WHAT YOU HAVE TO DO: Rewrite everything below, from the line containing "hand in the photo above." down to the last line, requests included, and shift each point by adding 146 to both of its coordinates.

╭─ DATASET RECORDS

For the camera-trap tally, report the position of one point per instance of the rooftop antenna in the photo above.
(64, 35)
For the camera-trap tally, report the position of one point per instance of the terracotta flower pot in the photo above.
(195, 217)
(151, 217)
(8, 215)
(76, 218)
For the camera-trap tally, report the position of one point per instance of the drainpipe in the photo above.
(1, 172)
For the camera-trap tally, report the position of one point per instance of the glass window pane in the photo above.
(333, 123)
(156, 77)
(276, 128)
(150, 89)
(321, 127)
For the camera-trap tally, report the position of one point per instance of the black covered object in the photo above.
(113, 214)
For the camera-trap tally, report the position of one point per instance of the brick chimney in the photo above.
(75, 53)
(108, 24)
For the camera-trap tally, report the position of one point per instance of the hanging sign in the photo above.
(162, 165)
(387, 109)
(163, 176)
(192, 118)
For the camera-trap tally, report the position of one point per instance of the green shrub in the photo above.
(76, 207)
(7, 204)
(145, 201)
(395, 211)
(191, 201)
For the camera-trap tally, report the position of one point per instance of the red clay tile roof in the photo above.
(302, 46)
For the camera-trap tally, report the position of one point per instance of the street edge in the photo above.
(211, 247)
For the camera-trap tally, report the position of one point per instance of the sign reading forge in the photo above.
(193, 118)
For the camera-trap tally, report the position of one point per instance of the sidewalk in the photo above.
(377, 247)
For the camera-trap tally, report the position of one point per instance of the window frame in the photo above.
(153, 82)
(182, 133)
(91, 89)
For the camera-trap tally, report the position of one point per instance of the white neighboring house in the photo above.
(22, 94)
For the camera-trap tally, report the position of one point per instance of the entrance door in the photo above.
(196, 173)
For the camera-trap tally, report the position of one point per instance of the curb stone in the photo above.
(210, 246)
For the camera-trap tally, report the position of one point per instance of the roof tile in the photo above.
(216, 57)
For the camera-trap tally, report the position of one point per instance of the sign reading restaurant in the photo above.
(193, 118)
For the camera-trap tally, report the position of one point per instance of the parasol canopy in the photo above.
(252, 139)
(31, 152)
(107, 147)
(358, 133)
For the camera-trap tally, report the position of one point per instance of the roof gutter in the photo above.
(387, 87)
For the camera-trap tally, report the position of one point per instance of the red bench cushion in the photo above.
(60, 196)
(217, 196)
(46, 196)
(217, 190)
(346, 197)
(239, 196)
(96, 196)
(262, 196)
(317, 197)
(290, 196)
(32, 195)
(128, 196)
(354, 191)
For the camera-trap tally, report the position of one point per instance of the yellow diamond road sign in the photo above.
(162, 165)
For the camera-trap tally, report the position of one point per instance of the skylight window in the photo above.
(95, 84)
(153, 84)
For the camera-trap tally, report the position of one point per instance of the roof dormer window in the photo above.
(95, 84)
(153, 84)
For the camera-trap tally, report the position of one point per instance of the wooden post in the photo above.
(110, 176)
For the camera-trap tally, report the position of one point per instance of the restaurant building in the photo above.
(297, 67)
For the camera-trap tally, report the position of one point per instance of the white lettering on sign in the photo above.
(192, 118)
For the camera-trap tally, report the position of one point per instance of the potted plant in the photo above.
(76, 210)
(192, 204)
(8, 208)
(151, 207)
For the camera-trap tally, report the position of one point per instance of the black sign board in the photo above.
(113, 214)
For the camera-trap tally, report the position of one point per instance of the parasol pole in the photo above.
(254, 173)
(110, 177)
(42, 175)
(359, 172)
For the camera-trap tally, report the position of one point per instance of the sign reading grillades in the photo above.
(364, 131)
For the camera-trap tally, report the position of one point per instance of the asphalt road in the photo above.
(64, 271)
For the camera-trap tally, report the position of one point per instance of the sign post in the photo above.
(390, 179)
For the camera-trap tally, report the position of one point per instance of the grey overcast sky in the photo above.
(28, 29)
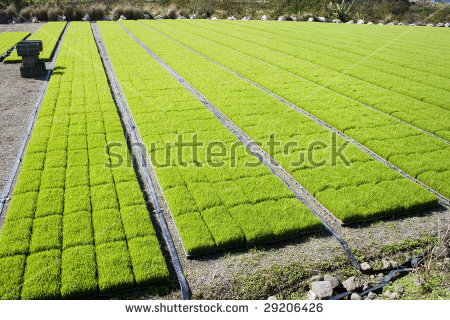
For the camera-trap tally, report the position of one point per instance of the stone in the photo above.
(393, 263)
(399, 289)
(351, 284)
(366, 286)
(372, 295)
(386, 263)
(334, 281)
(322, 289)
(355, 296)
(315, 278)
(311, 295)
(365, 266)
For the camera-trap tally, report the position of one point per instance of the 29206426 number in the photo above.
(293, 307)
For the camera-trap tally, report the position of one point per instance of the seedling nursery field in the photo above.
(165, 140)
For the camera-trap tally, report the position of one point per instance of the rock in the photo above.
(315, 278)
(380, 277)
(322, 289)
(393, 263)
(351, 284)
(355, 296)
(366, 286)
(372, 295)
(311, 296)
(334, 281)
(386, 263)
(365, 266)
(394, 296)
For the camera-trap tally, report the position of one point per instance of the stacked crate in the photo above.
(31, 65)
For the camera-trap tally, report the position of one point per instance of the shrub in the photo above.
(97, 11)
(53, 13)
(41, 13)
(26, 13)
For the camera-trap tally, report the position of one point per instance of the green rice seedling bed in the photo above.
(359, 189)
(75, 226)
(216, 202)
(49, 34)
(423, 115)
(9, 39)
(420, 155)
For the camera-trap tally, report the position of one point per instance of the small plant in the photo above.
(53, 13)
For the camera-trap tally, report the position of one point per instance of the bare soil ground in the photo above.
(235, 273)
(17, 99)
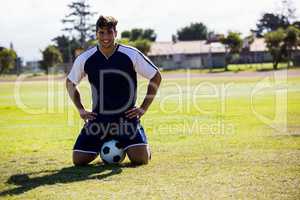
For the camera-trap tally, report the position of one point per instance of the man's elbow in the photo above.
(157, 78)
(69, 84)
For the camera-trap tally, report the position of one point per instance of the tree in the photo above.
(139, 34)
(195, 31)
(291, 41)
(125, 34)
(271, 22)
(7, 60)
(51, 57)
(149, 34)
(275, 43)
(143, 45)
(66, 47)
(79, 21)
(234, 43)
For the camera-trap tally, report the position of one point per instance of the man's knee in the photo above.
(139, 155)
(81, 159)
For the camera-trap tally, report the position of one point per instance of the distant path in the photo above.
(291, 73)
(179, 75)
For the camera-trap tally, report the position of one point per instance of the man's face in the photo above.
(106, 37)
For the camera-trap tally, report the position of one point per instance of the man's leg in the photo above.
(83, 158)
(139, 154)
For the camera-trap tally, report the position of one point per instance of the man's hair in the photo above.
(106, 21)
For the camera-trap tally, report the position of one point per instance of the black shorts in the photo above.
(95, 133)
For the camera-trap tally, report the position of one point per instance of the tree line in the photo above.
(280, 30)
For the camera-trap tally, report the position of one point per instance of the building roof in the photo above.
(196, 47)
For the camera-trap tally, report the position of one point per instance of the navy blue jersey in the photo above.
(113, 80)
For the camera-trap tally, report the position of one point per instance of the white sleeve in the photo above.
(144, 66)
(77, 71)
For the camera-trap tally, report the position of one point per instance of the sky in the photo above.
(31, 24)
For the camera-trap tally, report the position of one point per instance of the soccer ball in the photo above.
(112, 152)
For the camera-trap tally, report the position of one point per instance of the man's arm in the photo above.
(75, 97)
(151, 92)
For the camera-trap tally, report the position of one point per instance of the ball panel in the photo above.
(118, 145)
(106, 150)
(112, 152)
(117, 158)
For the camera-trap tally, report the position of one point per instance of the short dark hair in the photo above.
(106, 21)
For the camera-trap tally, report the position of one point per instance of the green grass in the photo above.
(204, 146)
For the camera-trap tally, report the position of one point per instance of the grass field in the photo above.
(209, 141)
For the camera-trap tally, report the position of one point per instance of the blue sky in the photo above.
(31, 24)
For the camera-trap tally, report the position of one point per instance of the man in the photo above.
(112, 71)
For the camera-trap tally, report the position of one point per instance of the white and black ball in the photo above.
(112, 152)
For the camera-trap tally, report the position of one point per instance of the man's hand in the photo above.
(135, 112)
(86, 115)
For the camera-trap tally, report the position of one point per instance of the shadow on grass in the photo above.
(64, 175)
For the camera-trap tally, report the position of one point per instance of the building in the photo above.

╰─

RESULT BELOW:
For the camera-trap tally, report the position of one point per instance of the man's hand in the photo above.
(281, 258)
(232, 261)
For the camera-trap tally, report the position of one point per instance of the shadow on grass in the photo above.
(210, 321)
For the camera-trap tally, report the position of one point per instance of the building in the photo above.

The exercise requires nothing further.